**ANFORDERUNGEN**
a – Welche Devise gilt laut dem Kommentar zum Deutschen Apothekertag für das Jahr 2016?
b – Geben Sie den Kommentar zum Deutschen Apothekertag wortgetreu wieder, beginnend mit „Die Relevanz des“ bis einschließlich „von Alexander Müller.“.
c – Führen Sie den Kommentar zum Deutschen Apothekertag im Anschluss an seinen letzten Satz weiter.

Die Relevanz des Deutschen Apothekertags (DAT) wird unterschiedlich bewertet. Für die Einen ist es der berufspolitische Höhepunkt des Jahres, bei dem die Weichen für die politische Ausrichtung der Apotheker gestellt werden. Für die Anderen ist das Klassentreffen des Berufsstandes nicht mehr als eine lästige „Pflichtveranstaltung für das Fußvolk“ (O-Ton). Das erste DAT-Statement gibt es schon vor der ersten Glocke: das Antragsbuch. Womit befassen sich die Apotheker überhaupt? 2016 lautet die Devise: Geld oder Leben. Ein Kommentar von Alexander Müller.

**AUSZUG AUS DATENSATZ**
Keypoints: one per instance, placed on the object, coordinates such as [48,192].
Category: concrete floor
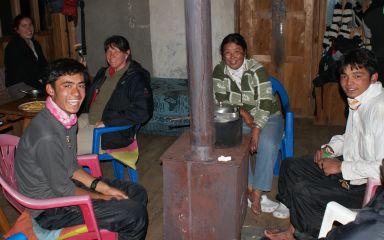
[308,138]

**ERGEBNISSE IN REIHENFOLGE**
a – Geld oder Leben.

b –
Die Relevanz des Deutschen Apothekertags (DAT) wird unterschiedlich bewertet. Für die Einen ist es der berufspolitische Höhepunkt des Jahres, bei dem die Weichen für die politische Ausrichtung der Apotheker gestellt werden. Für die Anderen ist das Klassentreffen des Berufsstandes nicht mehr als eine lästige „Pflichtveranstaltung für das Fußvolk“ (O-Ton). Das erste DAT-Statement gibt es schon vor der ersten Glocke: das Antragsbuch. Womit befassen sich die Apotheker überhaupt? 2016 lautet die Devise: Geld oder Leben. Ein Kommentar von Alexander Müller.

c –
Im Fußball gibt es die Strategie: „Die Null muss stehen!“ Hinten dicht machen, kein Gegentor kassieren – das auf Sicherheit angelegte Spiel. Im Spiel der Apotheker ist das Fremdbesitzverbot entscheindend. Mit Apothekenketten würde – das ist die ehrliche Überzeugung der Mehrheit – die Versorgung unter einem wachsenden Einfluss von Kapitalinteressen leiden. Und bislang konnten die Apotheker auch die Politik noch immer davon überzeugen, dass Unabhängigkeit ein hohes Gut in der Arzneimittelversorgung ist.

Aber Unabhängigkeit ist eben nicht alles, beziehungsweise sie ist weiteren Gefahren ausgesetzt: Auch wirtschaftlicher Druck auf den Einzelnen kann eine Bedrohung für die Versorgung sein. Die stetig sinkenden Zahl der Apotheken spricht dafür, dass die Integrität des Heilberufs erst mit der Schließung der Apotheke endet.

Deshalb wollen und müssen die Apotheker nicht nur für das System kämpfen, sondern auch um ihr wirtschaftliches Überleben. Der Forderung nach Freiberuflichkeit muss die Forderung nach angemessenem Honorar zur Seite stehen. Der ABDA-Spitze wird von der Basis gerne vorgeworfen, in diesem Punkt zu defensiv zu agieren.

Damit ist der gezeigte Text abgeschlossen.